**Document section**
▽

Molly Spain's brother frame the strawbale house for their mother in New Mexico

My brothers dedicated weeks to working on framing the house with the cut lumber provided by a local Taos company. By the end of their stay, the framing was done, sheathing was on the roof and multiple trips were made to the Rio Grande for hiking, swimming, rafting and fishing.


Two men deliver straw bales in an old Studebaker truck to the house Molly Spain helped build in New Mexico for her mom

The straw bales were literally delivered by the truckload.


With the framing complete, wire fencing was stapled to the interior and sewn to the outer fencing. We beveled the window wells to allow more light to penetrate the interior of the home and then two coats of concrete plaster were carefully and thoroughly applied to the straw and allowed to dry. The finish color coat was applied, and since the inside walls were planned for painting, a smoother interior plaster was used.


The Sun, The Wood and The Water

masonry stove heats srawbale house in New Mexico

The strawbale house’s masonry stove supplemented heat on cold winter days.

△

**Data under study**
▽

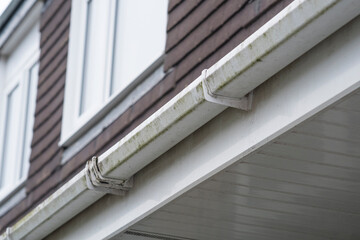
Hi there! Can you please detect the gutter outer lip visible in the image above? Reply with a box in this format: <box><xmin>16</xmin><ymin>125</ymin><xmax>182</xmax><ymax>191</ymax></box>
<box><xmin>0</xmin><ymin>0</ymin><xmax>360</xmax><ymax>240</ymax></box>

△
▽

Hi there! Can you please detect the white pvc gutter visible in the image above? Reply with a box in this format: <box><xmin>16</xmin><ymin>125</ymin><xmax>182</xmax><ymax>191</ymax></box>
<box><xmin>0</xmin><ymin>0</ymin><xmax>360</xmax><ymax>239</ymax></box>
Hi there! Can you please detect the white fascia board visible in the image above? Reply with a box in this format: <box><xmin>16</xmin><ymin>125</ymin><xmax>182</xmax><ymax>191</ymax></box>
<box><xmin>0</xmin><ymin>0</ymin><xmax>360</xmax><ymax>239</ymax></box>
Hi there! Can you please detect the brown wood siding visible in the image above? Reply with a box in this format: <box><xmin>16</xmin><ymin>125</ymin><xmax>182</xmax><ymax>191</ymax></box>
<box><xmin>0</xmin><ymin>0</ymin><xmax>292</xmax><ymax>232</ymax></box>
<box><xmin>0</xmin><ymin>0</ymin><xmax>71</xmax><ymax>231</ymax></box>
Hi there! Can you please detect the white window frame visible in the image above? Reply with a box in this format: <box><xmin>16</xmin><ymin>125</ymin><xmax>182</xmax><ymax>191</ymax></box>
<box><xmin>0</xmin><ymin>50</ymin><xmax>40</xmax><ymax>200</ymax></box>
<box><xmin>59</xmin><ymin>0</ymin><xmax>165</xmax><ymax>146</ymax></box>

△

**Work order**
Carry on the text about building the strawbale house in New Mexico, beginning after its last sentence. The records come from a separate source and have no connection to the text about the strawbale house.

**Result of the exercise**
The book Sun, Wind, and Light: Architectural Design Strategies by G Z Brown, was a great resource, providing formulas for maximizing solar gain. Based on the latitude of the house, we determined the height of the windows and extension of the eaves for most solar gain in the winter and insured the thermal brick floors would be shaded from the hot desert summer sun. In the summer months, the plan was that the thermal bricks would actually pull coolness from the earth and disperse it into the interior. We were relying on the math until we could experience it year round and…it worked beautifully! Solar panels and batteries were installed for electricity needs. That glorious sun!

We hired a mason from Maine to build the stove. One fire in the morning on cold winter days supplemented the passive solar and provided baking options when desired. A small gas oven was the back-up cooking source and a simple wood burning stove on the second level took the edge off the cold in the spring and fall months when the masonry stove would have been a bit too much.

We dug an underground cistern and tied into the gutters, providing grey water for showering, bathing and toilets. We sealed the interior walls of the cistern with concrete and the slab top provided an outdoor patio area. The shower and a Japanese bath were situated in the southwest corner with large windows to provide maximum warmth. The formed concrete tub was used for soaking after one showered and the water reused for several weeks before being drained into the garden for watering. Solar electricity provided energy for the water pressure and heat pump.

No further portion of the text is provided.